== Data extract ==
-- begin --
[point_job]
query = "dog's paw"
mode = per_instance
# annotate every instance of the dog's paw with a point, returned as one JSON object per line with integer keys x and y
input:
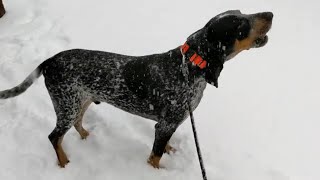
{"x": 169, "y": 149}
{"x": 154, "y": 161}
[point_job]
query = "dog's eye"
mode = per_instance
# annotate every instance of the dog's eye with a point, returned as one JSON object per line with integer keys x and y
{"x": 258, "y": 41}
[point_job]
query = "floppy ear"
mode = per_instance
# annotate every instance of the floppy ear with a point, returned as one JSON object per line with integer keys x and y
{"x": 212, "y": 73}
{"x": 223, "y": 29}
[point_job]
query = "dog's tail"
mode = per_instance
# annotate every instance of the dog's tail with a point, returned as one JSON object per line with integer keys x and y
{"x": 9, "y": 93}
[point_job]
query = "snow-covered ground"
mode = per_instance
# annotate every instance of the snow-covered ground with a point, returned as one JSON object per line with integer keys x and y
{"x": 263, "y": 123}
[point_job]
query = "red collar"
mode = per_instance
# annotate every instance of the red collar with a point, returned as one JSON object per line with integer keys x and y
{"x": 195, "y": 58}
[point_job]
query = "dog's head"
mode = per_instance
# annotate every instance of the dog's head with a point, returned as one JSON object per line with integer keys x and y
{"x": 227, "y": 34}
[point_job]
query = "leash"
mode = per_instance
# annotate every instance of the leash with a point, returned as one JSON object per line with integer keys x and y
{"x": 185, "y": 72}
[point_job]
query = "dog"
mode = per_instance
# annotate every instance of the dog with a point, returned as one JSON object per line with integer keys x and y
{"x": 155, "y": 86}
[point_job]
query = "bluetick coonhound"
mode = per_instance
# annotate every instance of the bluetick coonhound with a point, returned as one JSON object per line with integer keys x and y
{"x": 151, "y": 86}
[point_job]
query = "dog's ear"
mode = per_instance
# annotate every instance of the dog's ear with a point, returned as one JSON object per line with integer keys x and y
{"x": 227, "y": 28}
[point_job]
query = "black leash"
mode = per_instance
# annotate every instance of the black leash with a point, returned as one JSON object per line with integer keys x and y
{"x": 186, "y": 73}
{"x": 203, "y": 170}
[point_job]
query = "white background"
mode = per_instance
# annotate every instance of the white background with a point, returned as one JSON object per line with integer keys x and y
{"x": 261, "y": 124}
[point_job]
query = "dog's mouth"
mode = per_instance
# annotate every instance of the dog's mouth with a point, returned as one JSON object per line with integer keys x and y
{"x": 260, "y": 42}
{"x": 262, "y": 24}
-- end --
-- begin --
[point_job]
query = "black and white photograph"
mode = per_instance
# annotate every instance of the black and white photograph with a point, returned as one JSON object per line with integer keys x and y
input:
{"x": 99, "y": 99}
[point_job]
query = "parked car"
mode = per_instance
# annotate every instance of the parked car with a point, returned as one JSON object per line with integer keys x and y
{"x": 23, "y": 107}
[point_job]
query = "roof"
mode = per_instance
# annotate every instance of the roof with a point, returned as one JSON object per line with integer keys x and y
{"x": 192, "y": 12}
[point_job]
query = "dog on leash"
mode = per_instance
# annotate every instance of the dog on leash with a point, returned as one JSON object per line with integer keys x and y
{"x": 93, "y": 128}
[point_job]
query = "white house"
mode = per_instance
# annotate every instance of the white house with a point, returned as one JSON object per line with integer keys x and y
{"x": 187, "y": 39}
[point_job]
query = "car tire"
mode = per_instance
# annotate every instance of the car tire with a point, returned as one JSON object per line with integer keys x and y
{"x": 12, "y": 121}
-- end --
== Work to do ==
Identify every line in the data above that contains the string "photograph", and copy each such line.

== Solution ==
query = "black and white photograph"
# annotate every instance of the black and white photograph with a point, returned as one JSON object per line with integer keys x and y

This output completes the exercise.